Source data: Begin

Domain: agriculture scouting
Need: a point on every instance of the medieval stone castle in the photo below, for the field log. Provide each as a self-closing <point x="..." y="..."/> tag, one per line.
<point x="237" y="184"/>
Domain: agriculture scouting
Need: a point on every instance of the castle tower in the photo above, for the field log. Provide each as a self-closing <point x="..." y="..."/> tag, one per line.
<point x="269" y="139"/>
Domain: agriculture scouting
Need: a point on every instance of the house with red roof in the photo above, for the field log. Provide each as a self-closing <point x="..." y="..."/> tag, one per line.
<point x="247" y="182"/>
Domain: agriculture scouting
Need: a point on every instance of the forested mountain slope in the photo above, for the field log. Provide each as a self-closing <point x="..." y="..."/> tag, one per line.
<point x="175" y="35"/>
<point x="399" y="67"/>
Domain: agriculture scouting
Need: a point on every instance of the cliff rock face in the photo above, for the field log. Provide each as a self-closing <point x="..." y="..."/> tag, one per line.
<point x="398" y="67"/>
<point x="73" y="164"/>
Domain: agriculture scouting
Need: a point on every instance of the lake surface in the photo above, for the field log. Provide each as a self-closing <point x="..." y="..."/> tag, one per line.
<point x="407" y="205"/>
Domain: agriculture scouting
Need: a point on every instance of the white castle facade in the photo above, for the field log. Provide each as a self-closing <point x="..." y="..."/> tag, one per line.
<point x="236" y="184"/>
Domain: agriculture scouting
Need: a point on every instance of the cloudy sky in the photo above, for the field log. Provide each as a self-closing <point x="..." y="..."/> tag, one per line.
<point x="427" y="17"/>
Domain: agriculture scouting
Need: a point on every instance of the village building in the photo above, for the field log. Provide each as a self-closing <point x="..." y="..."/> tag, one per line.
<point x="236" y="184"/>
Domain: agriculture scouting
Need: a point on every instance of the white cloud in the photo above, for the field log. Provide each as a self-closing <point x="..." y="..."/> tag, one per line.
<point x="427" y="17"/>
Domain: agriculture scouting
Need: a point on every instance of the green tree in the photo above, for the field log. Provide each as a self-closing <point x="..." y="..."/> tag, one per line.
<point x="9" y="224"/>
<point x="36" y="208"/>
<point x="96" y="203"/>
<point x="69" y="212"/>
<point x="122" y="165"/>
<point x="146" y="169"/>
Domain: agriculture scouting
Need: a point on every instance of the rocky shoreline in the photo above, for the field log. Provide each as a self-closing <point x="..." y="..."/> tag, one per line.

Source data: End

▶ [What the task asks]: All records must be transcribed exactly, with none left out.

▶ [Solution]:
Domain: agriculture scouting
Need: a point on every instance of the medieval stone castle in the photo below, for the field log. Provide each as a self-closing <point x="..." y="..."/> tag, one per line.
<point x="237" y="184"/>
Domain: agriculture scouting
Need: a point on every instance of the castle tower in the photo above, for the field log. Provide each as a self-closing <point x="..." y="..."/> tag, one per line.
<point x="269" y="139"/>
Domain: agriculture scouting
Need: a point on every instance of the house with red roof in the photo above, for the field log. Provide each as a self-closing <point x="..." y="..."/> tag, one per line.
<point x="247" y="182"/>
Domain: agriculture scouting
Need: a point on every instance of the forested mountain slope in the photo above, for the field log. Provide each as a self-closing <point x="..." y="..."/> tag, one per line.
<point x="175" y="35"/>
<point x="399" y="67"/>
Domain: agriculture scouting
Need: a point on every instance of the cliff rock face in the photo above, for the field log. Provide each as a self-closing <point x="..." y="..."/> tag, one per line.
<point x="398" y="67"/>
<point x="73" y="164"/>
Domain: agriculture scouting
Need: a point on every instance of the lake surface in the photo above, for the field log. Provide each as a self-closing <point x="..." y="..."/> tag, one per line.
<point x="407" y="205"/>
Domain: agriculture scouting
Need: a point on every instance of the white castle facade in the photo above, for the field log. Provide each as a self-closing <point x="..." y="..."/> tag, one per line.
<point x="236" y="184"/>
Domain: agriculture scouting
Need: a point on every instance of the cloudy sky in the photo above, for the field log. Provide each as a self-closing <point x="..." y="..."/> tag, one per line.
<point x="427" y="17"/>
Domain: agriculture scouting
Need: a point on every instance of the village building in the photo above, for the field log. Provide each as a self-closing <point x="..." y="..."/> tag, one per line.
<point x="236" y="184"/>
Domain: agriculture scouting
Need: a point on every instance of the white cloud in the photo above, for the field log. Provide each as a self-closing <point x="..." y="..."/> tag, one per line.
<point x="427" y="17"/>
Domain: agriculture scouting
Need: a point on every instance of the green tree in the photo above, for the field log. Provide each as a self-closing <point x="..." y="..."/> tag, one per line.
<point x="9" y="224"/>
<point x="36" y="208"/>
<point x="96" y="203"/>
<point x="69" y="212"/>
<point x="122" y="165"/>
<point x="146" y="169"/>
Domain: agriculture scouting
Need: a point on every instance of the rocky shoreline in the photo above, for the field log. Provide each as a self-closing <point x="..." y="..."/> tag, one per line.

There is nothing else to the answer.